*** Data to use

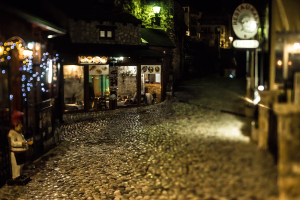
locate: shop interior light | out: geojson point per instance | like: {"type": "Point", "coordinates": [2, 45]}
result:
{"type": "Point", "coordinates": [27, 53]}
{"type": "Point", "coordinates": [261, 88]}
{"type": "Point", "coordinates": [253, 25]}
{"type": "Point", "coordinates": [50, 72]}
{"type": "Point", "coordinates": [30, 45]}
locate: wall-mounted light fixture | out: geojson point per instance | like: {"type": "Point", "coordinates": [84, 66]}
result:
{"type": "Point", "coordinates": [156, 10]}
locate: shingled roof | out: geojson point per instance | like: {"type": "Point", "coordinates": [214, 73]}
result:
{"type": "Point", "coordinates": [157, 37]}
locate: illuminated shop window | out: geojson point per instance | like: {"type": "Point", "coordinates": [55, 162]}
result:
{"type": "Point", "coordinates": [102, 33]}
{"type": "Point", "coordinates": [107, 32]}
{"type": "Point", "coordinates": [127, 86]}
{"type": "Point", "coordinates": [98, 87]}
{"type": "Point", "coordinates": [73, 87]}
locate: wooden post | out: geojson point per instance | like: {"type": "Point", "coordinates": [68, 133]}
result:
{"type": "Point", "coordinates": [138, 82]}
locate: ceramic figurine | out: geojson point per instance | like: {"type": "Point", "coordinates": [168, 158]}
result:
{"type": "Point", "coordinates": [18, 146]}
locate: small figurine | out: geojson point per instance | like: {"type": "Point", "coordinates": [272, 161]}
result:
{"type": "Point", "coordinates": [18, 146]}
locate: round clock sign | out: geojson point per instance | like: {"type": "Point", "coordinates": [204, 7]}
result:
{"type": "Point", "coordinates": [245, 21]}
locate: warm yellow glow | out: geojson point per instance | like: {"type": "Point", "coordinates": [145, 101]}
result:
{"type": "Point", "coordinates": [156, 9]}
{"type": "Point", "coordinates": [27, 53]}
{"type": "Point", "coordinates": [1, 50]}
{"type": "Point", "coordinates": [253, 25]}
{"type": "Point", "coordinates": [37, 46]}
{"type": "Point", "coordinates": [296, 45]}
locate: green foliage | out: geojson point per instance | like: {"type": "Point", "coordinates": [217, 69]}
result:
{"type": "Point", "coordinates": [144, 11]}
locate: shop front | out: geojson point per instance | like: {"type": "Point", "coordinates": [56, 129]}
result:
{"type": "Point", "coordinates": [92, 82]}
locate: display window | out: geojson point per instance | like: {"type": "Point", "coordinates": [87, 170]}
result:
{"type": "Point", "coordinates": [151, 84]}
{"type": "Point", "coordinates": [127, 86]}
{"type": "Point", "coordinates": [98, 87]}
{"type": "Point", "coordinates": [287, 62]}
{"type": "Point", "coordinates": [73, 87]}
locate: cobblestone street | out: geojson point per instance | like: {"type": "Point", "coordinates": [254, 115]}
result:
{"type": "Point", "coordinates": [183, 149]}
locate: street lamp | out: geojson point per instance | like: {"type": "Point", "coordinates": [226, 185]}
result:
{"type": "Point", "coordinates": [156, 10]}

******
*** Data to use

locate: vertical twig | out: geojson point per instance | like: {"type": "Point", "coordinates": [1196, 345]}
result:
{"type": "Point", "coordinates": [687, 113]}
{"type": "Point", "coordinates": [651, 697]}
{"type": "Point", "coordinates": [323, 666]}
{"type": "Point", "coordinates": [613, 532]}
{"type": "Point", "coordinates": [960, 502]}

******

> **Aim of the task**
What lines in the entries contain "figurine"? Report each one by copying it.

> **Answer below**
locate: ceramic figurine | out: geojson point per instance | like: {"type": "Point", "coordinates": [168, 158]}
locate: small figurine | out: geojson point per instance | like: {"type": "Point", "coordinates": [272, 161]}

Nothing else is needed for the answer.